* Items *
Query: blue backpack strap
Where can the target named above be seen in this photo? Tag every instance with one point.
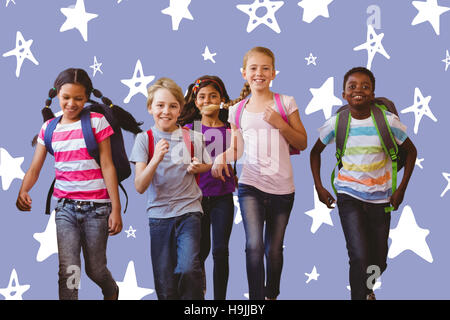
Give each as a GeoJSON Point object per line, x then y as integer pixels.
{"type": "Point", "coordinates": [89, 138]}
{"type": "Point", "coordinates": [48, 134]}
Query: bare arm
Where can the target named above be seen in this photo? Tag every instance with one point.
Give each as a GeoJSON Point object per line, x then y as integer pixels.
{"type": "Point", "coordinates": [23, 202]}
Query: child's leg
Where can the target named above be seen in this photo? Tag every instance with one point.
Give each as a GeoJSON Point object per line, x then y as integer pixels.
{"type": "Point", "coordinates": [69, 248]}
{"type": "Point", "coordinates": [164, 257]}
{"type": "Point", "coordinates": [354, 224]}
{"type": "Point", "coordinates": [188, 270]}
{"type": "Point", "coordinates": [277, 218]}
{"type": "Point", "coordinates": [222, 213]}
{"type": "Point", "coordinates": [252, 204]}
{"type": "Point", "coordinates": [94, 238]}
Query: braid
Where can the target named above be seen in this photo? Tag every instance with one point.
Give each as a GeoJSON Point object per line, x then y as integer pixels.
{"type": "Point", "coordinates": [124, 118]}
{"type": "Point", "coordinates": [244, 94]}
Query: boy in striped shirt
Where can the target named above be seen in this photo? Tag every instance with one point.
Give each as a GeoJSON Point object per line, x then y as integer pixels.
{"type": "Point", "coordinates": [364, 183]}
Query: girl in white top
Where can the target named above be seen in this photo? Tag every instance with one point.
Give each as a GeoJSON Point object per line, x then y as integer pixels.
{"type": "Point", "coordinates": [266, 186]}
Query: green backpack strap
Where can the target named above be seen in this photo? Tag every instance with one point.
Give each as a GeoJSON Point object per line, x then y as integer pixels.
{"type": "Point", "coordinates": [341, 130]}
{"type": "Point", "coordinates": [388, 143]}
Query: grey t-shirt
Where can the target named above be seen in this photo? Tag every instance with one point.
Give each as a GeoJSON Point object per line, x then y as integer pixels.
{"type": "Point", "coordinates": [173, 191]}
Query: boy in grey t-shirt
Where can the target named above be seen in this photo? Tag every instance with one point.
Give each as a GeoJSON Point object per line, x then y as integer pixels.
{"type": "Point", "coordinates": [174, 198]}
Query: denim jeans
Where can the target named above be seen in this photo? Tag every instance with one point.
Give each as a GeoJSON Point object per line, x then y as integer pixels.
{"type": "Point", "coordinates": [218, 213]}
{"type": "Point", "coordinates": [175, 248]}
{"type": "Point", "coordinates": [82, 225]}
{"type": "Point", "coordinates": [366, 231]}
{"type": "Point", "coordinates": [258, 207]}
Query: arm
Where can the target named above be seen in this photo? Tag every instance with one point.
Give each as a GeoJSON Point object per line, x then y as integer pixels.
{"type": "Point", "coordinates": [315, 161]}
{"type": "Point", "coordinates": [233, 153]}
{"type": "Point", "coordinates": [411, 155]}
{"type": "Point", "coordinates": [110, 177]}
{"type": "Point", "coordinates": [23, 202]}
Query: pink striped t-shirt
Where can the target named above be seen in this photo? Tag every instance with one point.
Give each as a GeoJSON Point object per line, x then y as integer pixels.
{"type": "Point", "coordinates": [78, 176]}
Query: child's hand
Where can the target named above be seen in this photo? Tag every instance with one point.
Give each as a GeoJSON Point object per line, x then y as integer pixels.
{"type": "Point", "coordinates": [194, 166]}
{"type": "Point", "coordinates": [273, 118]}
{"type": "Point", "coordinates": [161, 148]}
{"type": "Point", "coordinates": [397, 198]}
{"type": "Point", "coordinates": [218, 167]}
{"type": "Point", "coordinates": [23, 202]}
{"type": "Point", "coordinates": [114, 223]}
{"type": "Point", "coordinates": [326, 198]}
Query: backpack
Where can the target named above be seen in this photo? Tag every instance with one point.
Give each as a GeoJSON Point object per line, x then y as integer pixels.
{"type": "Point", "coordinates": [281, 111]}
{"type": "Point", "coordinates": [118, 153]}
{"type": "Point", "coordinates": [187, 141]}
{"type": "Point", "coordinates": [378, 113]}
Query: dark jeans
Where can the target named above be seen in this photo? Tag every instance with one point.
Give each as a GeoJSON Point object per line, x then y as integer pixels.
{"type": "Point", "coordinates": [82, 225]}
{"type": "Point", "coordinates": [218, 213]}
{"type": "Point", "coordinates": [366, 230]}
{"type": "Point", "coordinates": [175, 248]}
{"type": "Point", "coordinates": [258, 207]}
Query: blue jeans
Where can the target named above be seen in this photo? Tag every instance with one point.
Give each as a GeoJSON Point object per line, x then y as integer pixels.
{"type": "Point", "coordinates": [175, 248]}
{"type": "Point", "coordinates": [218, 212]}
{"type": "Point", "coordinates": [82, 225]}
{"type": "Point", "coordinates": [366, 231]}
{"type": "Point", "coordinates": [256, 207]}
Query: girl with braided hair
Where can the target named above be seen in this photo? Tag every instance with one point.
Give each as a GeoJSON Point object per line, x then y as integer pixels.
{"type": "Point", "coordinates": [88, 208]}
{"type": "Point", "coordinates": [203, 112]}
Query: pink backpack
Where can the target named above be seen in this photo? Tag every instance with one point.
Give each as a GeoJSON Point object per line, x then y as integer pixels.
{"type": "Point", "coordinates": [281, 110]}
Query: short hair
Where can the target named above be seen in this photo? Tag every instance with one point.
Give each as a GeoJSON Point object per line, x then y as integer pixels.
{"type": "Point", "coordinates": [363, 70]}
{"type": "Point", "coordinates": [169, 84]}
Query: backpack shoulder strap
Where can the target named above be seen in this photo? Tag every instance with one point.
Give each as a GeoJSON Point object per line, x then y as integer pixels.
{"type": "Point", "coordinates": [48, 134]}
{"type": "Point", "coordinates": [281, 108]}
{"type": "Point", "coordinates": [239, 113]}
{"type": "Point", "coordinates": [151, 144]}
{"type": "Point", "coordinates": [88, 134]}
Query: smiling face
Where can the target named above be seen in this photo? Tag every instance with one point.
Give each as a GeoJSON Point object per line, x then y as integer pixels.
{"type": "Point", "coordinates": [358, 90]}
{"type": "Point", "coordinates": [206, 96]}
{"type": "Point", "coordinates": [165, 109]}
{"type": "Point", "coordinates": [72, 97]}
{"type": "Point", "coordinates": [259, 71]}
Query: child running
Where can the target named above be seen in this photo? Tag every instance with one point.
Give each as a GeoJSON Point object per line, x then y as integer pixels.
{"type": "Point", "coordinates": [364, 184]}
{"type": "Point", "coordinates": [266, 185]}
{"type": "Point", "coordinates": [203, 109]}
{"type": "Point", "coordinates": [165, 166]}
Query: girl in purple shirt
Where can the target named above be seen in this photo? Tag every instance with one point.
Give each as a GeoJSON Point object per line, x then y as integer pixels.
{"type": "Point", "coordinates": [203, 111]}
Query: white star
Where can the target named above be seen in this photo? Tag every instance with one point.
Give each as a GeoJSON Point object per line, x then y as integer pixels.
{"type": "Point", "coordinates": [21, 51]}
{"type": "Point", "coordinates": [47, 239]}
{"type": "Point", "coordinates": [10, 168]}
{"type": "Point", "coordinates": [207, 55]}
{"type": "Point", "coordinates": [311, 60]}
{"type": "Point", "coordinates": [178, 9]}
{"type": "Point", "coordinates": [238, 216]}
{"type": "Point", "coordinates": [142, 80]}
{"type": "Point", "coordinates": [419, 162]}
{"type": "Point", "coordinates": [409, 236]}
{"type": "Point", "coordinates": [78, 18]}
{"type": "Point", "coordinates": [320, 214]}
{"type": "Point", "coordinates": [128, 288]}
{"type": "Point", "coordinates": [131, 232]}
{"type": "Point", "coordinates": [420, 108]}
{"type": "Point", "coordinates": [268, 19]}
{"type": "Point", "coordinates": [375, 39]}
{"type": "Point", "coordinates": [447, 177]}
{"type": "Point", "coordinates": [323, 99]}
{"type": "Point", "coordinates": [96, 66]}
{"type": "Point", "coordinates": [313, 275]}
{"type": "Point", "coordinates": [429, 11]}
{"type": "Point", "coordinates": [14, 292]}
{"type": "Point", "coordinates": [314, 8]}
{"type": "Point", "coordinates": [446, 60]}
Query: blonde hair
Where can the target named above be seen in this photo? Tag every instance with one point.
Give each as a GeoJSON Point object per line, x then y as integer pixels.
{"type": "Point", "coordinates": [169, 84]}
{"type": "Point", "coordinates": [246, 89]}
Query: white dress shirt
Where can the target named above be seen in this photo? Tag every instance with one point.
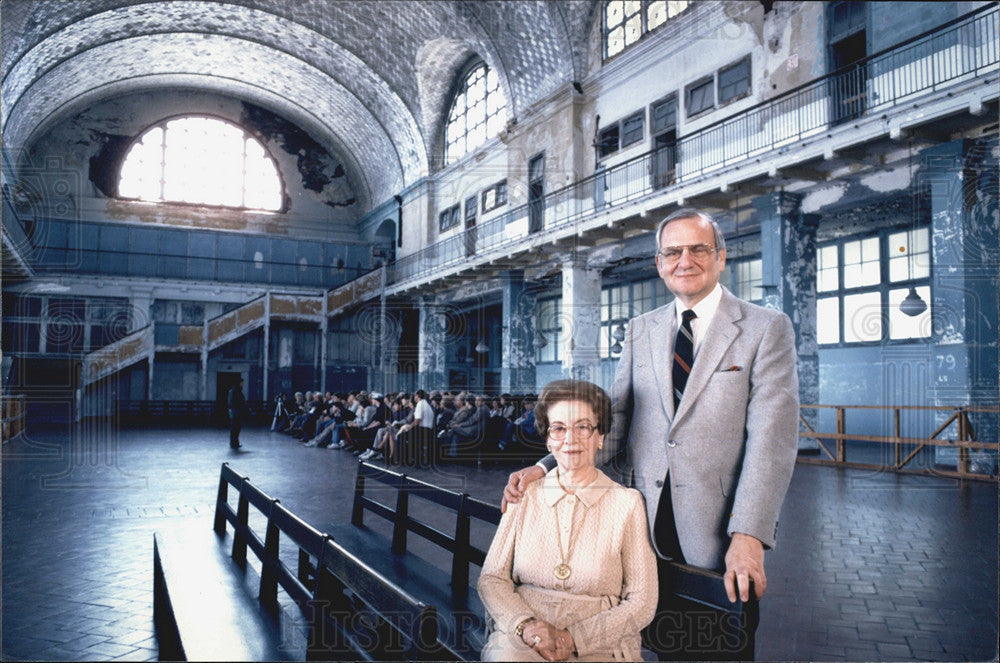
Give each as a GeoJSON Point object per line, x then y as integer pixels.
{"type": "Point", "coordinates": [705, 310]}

* What the task requires *
Nothing but the lines from the line containing "Query: blonde hair" through the last line of the material may be output, and they must be copied exactly, without pictures.

* Finished task *
Query: blonde hair
Where can the target named above be seen in this photo? Tag every instance with one point.
Give each as a GeoJSON Point object per line, x then y as integer pixels.
{"type": "Point", "coordinates": [169, 84]}
{"type": "Point", "coordinates": [246, 89]}
Query: white dress shirt
Where can the target named above be seen in this photo? Tag every instance with one point.
Give each as a GeoJSON Point object per line, x then y as integer pixels.
{"type": "Point", "coordinates": [705, 310]}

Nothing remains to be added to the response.